• **Ausgangstext**:

"Virtueller Lorbeer für alte Hüte"
von Georg M. Sieber
Freudig begrüßten die Wirtschaftsredaktionen Anfang 2018 die Eröffnung der aktuellen New Yorker Messe für Handels-Innovation: „Der Quantensprung vom Bleistift zum Kugelschreiber wurde zum Geschäftsmodell!“. Und Smart-Retros ließen den Besucher staunen: Aus dem Druckschalter war ein „Touch screen“ geworden, aus Glühbirnen und Neonröhren das „LED-System“, aus den Wach- und Aufsichtsdienstlern die „100 Cam-Monitor-Anlage“. Statt Pinsel und Schwamm gab es jetzt die „Spray Solution“. Und „Kuli“ statt Bleistift – halt, war das nicht schon vor hundert Jahren?

• **Aufgabenstellung**:
Führen Sie den Text über die Messe für Handels-Innovation nach seinem letzten Satz fort. Die Einträge haben keinen Bezug zum Text über die Messe für Handels-Innovation.

• **Datenteil**:
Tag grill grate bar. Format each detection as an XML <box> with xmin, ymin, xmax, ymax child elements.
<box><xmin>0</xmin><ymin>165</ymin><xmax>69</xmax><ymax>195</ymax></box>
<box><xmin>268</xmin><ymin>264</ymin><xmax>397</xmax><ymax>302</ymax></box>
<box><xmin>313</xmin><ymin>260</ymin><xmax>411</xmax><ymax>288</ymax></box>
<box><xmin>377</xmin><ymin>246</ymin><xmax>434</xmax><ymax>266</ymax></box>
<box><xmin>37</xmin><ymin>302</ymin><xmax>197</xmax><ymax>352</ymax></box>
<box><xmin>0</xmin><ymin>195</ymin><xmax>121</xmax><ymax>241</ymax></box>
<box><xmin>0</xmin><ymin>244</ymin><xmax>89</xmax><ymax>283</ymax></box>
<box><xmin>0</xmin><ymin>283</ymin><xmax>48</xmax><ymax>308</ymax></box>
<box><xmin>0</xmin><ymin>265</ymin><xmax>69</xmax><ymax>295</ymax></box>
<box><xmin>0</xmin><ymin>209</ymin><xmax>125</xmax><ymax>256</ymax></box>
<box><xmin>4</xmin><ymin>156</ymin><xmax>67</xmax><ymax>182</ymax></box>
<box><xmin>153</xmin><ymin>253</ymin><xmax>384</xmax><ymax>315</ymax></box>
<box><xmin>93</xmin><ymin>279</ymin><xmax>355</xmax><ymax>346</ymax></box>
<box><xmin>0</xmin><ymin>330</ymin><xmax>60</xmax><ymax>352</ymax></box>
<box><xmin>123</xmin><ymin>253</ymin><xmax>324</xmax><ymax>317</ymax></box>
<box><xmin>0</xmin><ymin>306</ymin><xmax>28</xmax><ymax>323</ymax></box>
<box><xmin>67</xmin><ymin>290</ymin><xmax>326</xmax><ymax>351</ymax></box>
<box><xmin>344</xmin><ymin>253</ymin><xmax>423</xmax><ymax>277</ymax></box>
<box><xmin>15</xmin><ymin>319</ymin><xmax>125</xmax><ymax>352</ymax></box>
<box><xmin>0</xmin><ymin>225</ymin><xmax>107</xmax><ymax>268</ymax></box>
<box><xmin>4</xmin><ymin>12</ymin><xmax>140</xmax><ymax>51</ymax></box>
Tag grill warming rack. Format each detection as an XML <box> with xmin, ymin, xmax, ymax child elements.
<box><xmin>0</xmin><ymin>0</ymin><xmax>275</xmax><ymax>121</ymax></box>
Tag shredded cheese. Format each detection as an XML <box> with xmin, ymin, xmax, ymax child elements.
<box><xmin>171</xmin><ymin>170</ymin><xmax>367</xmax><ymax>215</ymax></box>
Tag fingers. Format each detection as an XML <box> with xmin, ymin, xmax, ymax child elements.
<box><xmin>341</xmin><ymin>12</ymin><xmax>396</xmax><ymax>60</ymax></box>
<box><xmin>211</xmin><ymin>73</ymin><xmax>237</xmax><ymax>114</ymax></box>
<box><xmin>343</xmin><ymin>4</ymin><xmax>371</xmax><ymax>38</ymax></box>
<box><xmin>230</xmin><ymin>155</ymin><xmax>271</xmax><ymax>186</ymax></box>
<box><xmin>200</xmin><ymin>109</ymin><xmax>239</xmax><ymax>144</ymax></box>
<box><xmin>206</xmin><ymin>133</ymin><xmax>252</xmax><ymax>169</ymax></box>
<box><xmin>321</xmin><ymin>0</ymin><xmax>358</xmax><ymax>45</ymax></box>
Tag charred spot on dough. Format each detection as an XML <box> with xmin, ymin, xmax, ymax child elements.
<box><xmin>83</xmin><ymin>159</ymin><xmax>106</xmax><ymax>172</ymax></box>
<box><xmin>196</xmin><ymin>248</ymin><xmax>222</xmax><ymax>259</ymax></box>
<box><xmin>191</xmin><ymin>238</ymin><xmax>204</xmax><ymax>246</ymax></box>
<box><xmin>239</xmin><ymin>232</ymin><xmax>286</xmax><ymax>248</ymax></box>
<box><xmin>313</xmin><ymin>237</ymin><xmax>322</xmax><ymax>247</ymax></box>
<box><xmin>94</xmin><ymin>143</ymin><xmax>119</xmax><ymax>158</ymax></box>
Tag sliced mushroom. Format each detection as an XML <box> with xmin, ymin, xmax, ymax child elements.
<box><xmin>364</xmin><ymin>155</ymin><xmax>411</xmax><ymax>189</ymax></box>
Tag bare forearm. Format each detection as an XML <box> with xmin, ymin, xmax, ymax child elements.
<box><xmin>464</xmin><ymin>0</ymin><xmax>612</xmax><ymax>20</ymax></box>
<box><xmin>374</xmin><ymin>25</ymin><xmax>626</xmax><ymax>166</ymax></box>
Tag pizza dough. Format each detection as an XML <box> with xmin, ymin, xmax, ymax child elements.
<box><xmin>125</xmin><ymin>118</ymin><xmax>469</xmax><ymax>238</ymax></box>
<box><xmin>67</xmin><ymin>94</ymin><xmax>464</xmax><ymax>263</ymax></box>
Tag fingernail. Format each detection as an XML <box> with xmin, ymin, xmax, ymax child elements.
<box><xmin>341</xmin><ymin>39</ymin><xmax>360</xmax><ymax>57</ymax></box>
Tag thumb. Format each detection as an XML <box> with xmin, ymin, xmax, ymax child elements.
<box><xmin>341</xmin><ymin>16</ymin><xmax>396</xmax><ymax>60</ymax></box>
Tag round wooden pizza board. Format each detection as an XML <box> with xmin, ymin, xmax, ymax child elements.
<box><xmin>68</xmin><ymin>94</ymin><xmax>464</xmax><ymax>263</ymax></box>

• **Ergebnis**:
Sogenannte Messeneuheiten entpuppen sich zu oft als Etikettenschwindel, als platte Marketinggeste. Seltenes Material, unübliche Verarbeitung oder Farbe, sogar ungewohnte Nutzungen – was immer im Einzelnen „neu“ wirken mag, wird ungestraft und gern dem geneigten Publikum als Neuheit angetragen. Die wirkt umso glaubhafter, je phantasievoller sie beschrieben wird. Das erklärt, warum sehr oft nur der Name der behaupteten Neuheit das eigentlich Neue ist. Neuheits-Appeal kann natürlich auch die Herkunft, die Art der Herstellung oder ein Qualitätsmerkmal verbreiten. In München beispielsweise galt ein oberbayrischer Gin fälschlich als Neuheit – neu war lediglich seine unerwartete Herkunft.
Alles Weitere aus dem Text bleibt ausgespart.